- [作業要件]
**1.** レコードの中から、文字列「motorcycle」を含む行をすべて抜き出してください。
**2.** 矢木沢ダム見学の文章を、示されている最後の文の後から書き継いでください。

- [文書の抜粋]
● ● ● ●

矢木沢ダム見学 その4


当日の水位はEL 849.00m。常時満水位の−1mでした。

ネイチャービュー矢木沢のほうに向かいます。
1階は資料展示、3階は展望ホールになっています。

エレベーターで3階に上がりました。
誰もいないかと思っていたらおばさん二人とおじさん一人が
ダム湖に面した音声ガイド付の椅子にふんぞり返っていました。
おじさんはダム湖と奥利根の自然についての説明が流れる
音声ガイドを聞きながら鼾をかいています...。
おばさんの一人はお腹が空いているらしく”ご飯に行こう”と
でっかい声でおじさんに喋り続けています。
もう一人のおばさんはこれまたでっかい声で音声説明に
相槌を打って”はいはい。それで?” ”それから何?” と
わずか三人で喧しいったらありません。

こういう下世話な空気にすぐ気分を害する私はむかむかした気分で
それでも資料を閲覧していました。

すると凄い写真が展示してありました!


ジャンプ台・洪水吐きからの放水の写真があったのです!

うわぁぁ〜。  (ノ゚ο゚)ノ   滝壷やぁ!
こ、この勢いで放水したらあの川原
破壊されるのではっ!?
対岸まで水が届いている気がします。

写真に張り付いている時にふと悪魔のささやきが
耳元に届きました。

踵を返して管理事務所に向かいます。


管理事務所の1階でインターホンを探してうろうろしました。
かなり探しましたが見つけられません。
出入りされていた業者の方が不審に思って声をかけてこられました。

「どうしたんですか?」
「管理事務所のインターホン探しているんです」
「あー。ここはそういえば無かったような。
2階が事務所ですから上に上がったらどうですか?」
「あ、2階なんですか。はい。そうします♪」

とことこと階段を上がっていくと事務所の扉がありました。
中をそろりと覗くと職員の方と業者の方の二人の姿が見えました。

「すいませーん」
「?はい?」

「あのぉ..あちこちでダムを見学して回っている者なんですが
三つほどお聞きしたい事とお願いしたい事があるのです..。」

● ● ● ●

- [作業用データ]
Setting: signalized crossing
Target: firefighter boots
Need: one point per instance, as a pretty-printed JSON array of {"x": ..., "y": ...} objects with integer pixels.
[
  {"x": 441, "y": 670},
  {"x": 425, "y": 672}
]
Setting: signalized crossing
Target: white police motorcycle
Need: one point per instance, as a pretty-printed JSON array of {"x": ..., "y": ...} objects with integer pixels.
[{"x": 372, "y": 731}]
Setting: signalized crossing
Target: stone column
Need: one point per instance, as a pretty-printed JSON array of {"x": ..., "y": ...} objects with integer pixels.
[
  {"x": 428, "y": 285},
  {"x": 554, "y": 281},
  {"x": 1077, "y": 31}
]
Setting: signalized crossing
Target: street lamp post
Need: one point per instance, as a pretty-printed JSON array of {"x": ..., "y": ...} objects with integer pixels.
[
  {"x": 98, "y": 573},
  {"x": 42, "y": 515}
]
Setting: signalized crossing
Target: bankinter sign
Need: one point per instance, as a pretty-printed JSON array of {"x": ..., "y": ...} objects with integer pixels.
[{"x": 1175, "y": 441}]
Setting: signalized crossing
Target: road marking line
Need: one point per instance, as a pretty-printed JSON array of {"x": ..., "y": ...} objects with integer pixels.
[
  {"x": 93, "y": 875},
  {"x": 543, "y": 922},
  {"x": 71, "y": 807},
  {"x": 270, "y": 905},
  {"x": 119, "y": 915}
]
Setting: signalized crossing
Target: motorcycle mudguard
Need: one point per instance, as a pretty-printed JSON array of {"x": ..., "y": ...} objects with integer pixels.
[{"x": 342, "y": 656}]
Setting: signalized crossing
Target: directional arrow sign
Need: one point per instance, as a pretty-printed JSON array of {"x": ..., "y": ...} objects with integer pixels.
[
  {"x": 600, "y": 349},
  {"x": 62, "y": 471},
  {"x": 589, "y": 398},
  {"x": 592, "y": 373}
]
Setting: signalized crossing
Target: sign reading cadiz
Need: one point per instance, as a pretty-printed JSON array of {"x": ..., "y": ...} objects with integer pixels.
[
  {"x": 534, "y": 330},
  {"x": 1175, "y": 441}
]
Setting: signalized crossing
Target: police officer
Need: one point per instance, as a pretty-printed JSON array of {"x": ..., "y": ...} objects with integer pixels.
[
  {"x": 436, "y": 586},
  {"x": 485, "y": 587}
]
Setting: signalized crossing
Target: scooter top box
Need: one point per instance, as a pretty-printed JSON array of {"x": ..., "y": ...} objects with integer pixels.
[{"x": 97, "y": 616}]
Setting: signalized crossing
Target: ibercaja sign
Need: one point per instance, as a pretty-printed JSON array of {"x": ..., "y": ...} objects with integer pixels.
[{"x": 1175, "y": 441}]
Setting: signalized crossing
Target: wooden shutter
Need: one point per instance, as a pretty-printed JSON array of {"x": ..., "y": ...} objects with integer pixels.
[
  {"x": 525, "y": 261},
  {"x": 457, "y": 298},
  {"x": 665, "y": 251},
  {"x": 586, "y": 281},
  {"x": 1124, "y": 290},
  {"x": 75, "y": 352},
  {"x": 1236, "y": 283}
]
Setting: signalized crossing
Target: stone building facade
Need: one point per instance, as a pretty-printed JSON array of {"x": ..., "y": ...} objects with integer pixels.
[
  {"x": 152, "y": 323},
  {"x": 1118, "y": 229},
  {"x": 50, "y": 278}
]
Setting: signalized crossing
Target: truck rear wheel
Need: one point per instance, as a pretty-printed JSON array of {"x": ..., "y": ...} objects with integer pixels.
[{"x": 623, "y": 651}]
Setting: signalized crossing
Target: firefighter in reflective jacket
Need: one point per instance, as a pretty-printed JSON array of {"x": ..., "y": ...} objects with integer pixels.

● ● ● ●

- [各作業の結果]
**1.**
Target: white police motorcycle
Target: motorcycle mudguard

**2.**
「はい。何でしょうか」

「資料館で洪水吐きからの放水写真を拝見しました。
あの写真は分けてもらえないでしょうか?」

こんな事言いに来た奴見た事ない と、呆れられるかと思ったのですが
若い職員の方は一瞬考えた後に
「えーと、あの写真じゃなくて平成13年に行った放水の写真だったら
ありますよ。」と所内のPCに向かわれたのです。

「ちょっと待ってくださいねー。」
「ありがとうございますー♪」

データを探してもらっている間に職員の方がこちらを向きます。
「三つって仰ってましたよね。後ふたつは何ですか?」
きらりと鋭い眼差しに一瞬躊躇しましたが勇気をもって..。

「水資源開発公団のロゴの入ったTシャツとかグッズを売っていただけませんか。」
「グッズですか?...イベントの時とかに配るうちわだったら....。」
「うちわとタオルとボールペンは持っているんですー。
奈良の布目ダムで貰いました。Tシャツ欲しいんですー」
「えーと..今ここには無いです。すいません。」

素直に諦めましたが職員の方が着ているワイシャツが公団ロゴ入りだったので
それを羨ましそうに見つめます。

「このダムはコンバインダムだと思うんですが天端の説明板では
アーチ式部分のデータしか見られなかったんです。
詳しいデータの載っているパンフレットとかないでしょうか?」

すぐに資料館で配布されているパンフレットと別の
白いパンフレットが手渡されました。
一緒に放水写真も頂いてしまいました。

「ありがとうございますっ」
「あとひとつはなんですか?」

おぉ。なんて鋭い職員さんなんだろう。
ここで一番のお願い事をするのです。

「堤体を真下から見せて頂きたいんです。堤体下に繋がる
管理用道路に徒歩で入らせて頂けないでしょうか」

「真下ですか?」
「はいぃ。アーチの下から見上げたいんです。」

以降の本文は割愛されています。